=== Document extract ===

▼

Articles, Publications

How do we solve the Iran talks’ verification dilemma?

After Ayatollah Ali Khamenei, Iran’s supreme leader, expressed his opposition to the inspection of Iranian military facilities and the interrogation of Iranian scientists as part of any would-be nuclear deal, the issue quickly became the most controversial aspect of the nuclear negotiations in Iran. It is only natural that allowing foreign inspectors access to Iranian military facilities and making Iranian scientists vulnerable to such questioning would damage Iranian national pride, as it would in any country. In fact, this is a matter that threatens to scuttle the entire negotiating process.

▲

=== Collected material ===
▼

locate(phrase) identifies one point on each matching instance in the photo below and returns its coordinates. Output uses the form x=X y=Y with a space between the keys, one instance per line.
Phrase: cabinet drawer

▲

=== What you will do ===
(1) In the article on the Iran talks' verification dilemma, what two things did Ayatollah Ali Khamenei oppose as part of any nuclear deal?
(2) Write the next part of the article on the Iran talks' verification dilemma, picking up right after its last sentence.
The material is not needed for this.

=== Per-task answers ===
(1) He opposed the inspection of Iranian military facilities and the interrogation of Iranian scientists.

(2)
This unprecedentedly invasive type of inspections hearkens back to the issue of possible military dimensions (PMD) to the Iranian nuclear program. Western concerns over PMD go back to even before 2003, when the Iranian nuclear program first came under international spotlight. In his 2006 book “State of War: The Secret History of the CIA and the Bush Administration,” The New York Times journalist James Risen revealed that the CIA had attempted to plant evidence in Iran that would make it seem the country was pursuing nuclear weapons in the late 1990s and early 2000s. Such “evidence” could feasibly have been used as a pretext for military intervention against Iran. With that said, in 2011 the United States and its NATO allies released thousands of pages of documents and pictures to the International Atomic Energy Agency (IAEA) that allegedly revealed there had been military dimensions to Iran’s nuclear program.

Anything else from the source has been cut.